▶ **WORK INSTRUCTIONS**
- 1) According to the passage on living for others' acceptance, what do many people suffer from underneath the surface?
- 2) Translate the sentence "We fear others’ disapproval." from the passage on living for others' acceptance into Spanish.

▶ **EXTRACT**
There’s an epidemic that’s got the world paralyzed. You can’t see it on the surface. People go about their business seemingly happy. They dress for success and practice self-care like they mean it. But underneath many many people are suffering from an affliction of their souls which they hide rather well. They live for the acceptance of others.

 

We’re so afraid of what others might think that we no longer know we are. It just is part of our logical daily equation. We must have this or that because that’s what we do. Drive cars, wear clothing, and join sporting activities others would approve of because that’s what we do. We fear others’ disapproval. Our fear makes us jump through our daily hoops. And that’s the norm.

 

We are sure we know what others are thinking!  Our choices are based on what we think others will and do think of us. The truth is that we will never really know what others are thinking. Our families maybe sometimes. But the general public? We can not assume to know what they think. Because ironically, they may be too worried what we are thinking about them to care to think about us. We all believe ourselves to be mind-readers. As if that’s normal.

▶ **RAW DATA**
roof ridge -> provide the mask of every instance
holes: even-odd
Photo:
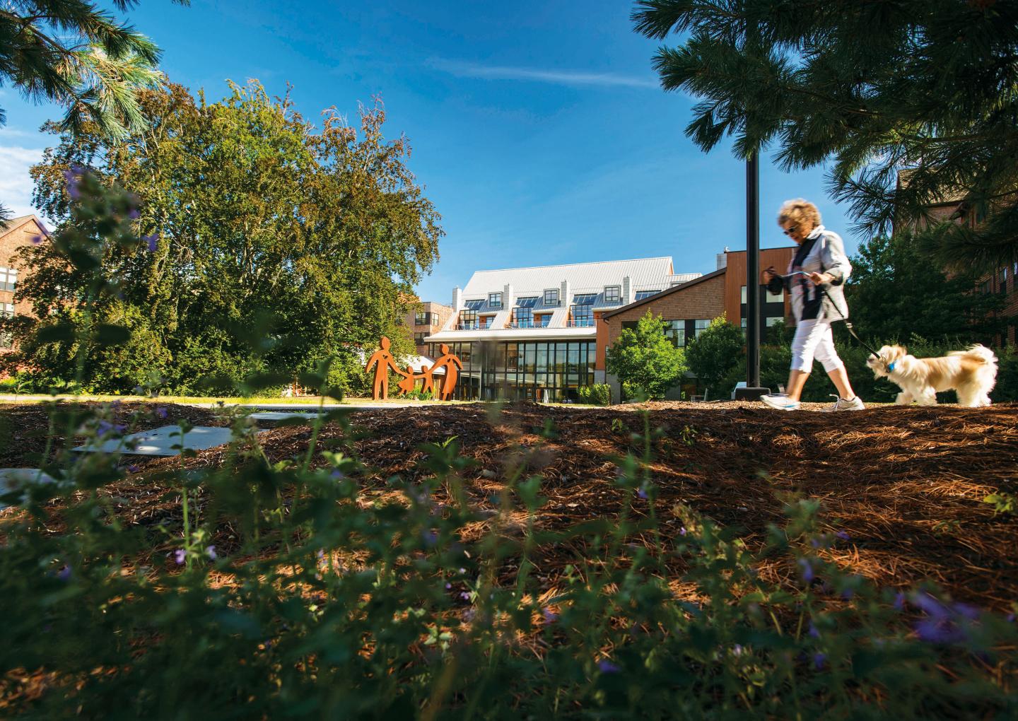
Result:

▶ **RESULTS IN ORDER**
- 1) An affliction of their souls, which they hide rather well.

- 2) Tememos la desaprobación de los demás.